• _Direction_:
Copy the lines verbatim, beginning with the line that contains "409, row 229." and continuing through the end of the data, and only those lines.

▼▼▼

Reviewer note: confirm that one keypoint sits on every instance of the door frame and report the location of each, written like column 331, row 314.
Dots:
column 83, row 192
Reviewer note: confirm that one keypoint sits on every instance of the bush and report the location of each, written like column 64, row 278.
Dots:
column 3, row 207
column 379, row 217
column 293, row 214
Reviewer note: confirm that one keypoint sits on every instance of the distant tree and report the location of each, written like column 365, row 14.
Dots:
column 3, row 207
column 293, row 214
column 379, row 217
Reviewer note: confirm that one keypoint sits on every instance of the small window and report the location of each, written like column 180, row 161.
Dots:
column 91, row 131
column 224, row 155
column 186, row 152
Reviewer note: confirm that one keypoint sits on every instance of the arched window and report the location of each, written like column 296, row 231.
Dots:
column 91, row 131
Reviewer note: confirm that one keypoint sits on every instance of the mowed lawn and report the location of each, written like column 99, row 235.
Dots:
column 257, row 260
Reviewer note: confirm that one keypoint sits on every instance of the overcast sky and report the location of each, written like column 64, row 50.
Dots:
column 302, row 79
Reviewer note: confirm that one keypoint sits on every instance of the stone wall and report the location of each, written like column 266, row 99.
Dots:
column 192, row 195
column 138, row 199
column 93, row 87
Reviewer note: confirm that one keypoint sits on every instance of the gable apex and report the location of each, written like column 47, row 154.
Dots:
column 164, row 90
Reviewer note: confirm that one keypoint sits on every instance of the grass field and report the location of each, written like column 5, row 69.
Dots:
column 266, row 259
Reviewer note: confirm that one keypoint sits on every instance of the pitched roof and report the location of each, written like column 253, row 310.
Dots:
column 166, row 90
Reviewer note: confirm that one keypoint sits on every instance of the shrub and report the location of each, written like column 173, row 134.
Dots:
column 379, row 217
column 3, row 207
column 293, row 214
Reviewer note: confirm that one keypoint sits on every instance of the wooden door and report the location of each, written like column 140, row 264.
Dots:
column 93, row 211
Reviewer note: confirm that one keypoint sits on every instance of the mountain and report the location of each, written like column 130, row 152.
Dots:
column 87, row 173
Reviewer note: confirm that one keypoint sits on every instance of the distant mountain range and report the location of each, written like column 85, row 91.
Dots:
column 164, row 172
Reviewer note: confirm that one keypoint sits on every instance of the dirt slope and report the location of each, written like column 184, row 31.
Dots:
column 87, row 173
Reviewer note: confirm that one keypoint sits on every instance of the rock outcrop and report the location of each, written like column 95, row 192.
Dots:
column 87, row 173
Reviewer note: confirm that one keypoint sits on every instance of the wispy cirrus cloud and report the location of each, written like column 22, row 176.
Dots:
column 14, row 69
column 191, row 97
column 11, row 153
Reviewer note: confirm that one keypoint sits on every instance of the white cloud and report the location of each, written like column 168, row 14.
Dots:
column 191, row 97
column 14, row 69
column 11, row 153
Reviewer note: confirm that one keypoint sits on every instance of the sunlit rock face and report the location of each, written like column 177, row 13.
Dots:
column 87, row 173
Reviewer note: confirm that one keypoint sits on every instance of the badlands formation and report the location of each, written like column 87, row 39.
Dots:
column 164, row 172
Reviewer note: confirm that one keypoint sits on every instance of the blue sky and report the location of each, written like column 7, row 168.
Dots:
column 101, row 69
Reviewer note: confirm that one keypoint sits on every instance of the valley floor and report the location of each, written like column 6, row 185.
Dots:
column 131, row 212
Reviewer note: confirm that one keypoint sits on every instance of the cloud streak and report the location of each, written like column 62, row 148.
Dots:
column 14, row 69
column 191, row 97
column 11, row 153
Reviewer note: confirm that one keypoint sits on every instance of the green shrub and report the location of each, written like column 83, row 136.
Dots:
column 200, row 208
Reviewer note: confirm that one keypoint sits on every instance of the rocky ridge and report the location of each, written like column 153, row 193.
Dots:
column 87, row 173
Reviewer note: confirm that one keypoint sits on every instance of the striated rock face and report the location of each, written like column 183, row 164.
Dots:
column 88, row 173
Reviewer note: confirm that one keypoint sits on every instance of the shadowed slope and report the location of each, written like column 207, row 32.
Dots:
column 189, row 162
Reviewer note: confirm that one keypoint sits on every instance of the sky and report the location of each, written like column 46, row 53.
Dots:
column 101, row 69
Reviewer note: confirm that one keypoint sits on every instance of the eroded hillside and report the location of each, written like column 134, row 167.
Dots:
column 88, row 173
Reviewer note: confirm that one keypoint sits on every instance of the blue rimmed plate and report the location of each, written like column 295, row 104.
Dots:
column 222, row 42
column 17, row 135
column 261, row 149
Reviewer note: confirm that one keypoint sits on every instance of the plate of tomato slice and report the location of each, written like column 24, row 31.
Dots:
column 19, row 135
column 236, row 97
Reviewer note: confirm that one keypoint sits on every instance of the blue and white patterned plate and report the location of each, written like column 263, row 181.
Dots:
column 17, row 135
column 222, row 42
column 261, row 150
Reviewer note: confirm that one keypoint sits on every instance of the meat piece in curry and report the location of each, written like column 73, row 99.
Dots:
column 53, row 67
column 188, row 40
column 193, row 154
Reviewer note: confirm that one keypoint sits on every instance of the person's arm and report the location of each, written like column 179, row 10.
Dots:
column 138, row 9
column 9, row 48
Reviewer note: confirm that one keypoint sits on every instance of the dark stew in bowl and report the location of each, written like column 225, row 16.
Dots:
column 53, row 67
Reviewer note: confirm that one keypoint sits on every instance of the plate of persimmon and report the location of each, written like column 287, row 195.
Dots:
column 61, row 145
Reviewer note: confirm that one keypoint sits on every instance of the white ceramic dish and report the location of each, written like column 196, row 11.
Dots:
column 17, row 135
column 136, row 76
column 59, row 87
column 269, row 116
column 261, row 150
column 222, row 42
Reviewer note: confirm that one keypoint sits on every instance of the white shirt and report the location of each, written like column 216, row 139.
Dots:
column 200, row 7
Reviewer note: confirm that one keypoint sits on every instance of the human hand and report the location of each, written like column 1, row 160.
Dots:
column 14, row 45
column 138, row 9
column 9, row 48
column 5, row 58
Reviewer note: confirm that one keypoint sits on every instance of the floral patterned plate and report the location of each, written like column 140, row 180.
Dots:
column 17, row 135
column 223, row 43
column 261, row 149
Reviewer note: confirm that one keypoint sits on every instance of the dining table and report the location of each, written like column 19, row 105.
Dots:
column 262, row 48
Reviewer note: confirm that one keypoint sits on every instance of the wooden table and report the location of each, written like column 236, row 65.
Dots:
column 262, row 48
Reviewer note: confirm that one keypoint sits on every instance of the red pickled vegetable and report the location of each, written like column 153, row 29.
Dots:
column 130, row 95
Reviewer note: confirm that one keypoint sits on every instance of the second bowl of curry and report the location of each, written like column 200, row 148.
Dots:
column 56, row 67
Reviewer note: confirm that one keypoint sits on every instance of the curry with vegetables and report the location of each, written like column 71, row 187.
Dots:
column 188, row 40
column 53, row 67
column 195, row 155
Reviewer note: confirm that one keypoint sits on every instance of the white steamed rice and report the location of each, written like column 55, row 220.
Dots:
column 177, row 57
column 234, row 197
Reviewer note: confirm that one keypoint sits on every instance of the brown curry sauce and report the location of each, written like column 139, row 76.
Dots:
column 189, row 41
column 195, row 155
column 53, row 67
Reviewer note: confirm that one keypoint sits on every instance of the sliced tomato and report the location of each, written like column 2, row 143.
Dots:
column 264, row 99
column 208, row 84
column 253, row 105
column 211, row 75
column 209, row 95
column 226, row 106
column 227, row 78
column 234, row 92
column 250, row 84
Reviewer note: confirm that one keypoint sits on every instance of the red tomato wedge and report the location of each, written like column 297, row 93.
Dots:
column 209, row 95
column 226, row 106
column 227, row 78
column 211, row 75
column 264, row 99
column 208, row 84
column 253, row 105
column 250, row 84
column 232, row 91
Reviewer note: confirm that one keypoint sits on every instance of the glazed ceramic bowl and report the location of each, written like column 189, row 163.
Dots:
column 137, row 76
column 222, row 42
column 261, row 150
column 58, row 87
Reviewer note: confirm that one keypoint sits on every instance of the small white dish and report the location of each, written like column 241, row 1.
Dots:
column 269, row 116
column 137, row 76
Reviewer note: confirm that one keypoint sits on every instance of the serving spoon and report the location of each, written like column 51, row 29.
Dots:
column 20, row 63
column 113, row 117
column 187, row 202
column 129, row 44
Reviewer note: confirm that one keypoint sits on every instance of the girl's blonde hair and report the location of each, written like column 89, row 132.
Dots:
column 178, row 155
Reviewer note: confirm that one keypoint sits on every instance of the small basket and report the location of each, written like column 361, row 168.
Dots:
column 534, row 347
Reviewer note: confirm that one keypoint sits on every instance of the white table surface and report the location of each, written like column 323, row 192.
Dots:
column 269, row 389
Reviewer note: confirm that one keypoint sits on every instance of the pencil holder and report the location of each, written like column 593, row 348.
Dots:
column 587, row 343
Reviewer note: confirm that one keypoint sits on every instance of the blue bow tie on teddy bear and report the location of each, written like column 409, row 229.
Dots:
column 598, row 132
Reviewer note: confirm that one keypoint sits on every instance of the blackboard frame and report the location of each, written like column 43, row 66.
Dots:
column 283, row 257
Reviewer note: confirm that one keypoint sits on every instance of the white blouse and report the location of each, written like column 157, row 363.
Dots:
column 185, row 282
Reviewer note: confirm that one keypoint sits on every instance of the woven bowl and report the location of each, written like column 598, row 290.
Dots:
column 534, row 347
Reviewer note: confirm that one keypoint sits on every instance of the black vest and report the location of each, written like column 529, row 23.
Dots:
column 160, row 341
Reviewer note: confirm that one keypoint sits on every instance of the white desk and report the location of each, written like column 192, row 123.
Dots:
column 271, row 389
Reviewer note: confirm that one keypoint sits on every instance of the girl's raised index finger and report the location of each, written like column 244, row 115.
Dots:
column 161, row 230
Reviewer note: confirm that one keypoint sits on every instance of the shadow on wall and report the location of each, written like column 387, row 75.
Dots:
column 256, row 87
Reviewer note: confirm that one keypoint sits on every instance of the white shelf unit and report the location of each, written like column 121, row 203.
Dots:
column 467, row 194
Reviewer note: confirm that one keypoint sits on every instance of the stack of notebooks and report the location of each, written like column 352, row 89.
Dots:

▲▲▲

• _Response_:
Reviewer note: confirm that one keypoint sits on every instance of the blue bow tie on teddy bear and report the location of each, written like column 409, row 229.
Dots:
column 598, row 132
Reviewer note: confirm that one keypoint sits on every instance of the blackboard frame and report the location of each, written like column 43, row 66.
Dots:
column 283, row 257
Reviewer note: confirm that one keypoint sits on every instance of the white blouse and report the location of each, written like column 157, row 363.
Dots:
column 185, row 282
Reviewer note: confirm that one keypoint sits on every instance of the woven bowl and report the location of each, written like column 598, row 290.
Dots:
column 534, row 347
Reviewer note: confirm that one keypoint sits on every instance of the black vest and report the location of each, written like column 529, row 23.
Dots:
column 160, row 341
Reviewer note: confirm that one keypoint sits on every instance of the white desk and report the location of each, written like column 192, row 123.
Dots:
column 271, row 389
Reviewer note: confirm that one keypoint sits on every instance of the girl's raised index finger and report the location of each, written like column 244, row 115.
Dots:
column 161, row 230
Reviewer note: confirm that one keypoint sits on every instance of the shadow on wall and report the location of each, written like column 387, row 75.
Dots:
column 256, row 87
Reviewer note: confirm that one keypoint sits on every instance of the white shelf unit and report the location of each, written like column 121, row 203.
Dots:
column 467, row 194
Reviewer note: confirm that one keypoint sits on every instance of the stack of notebooks and report the location of each, written like column 352, row 89.
Dots:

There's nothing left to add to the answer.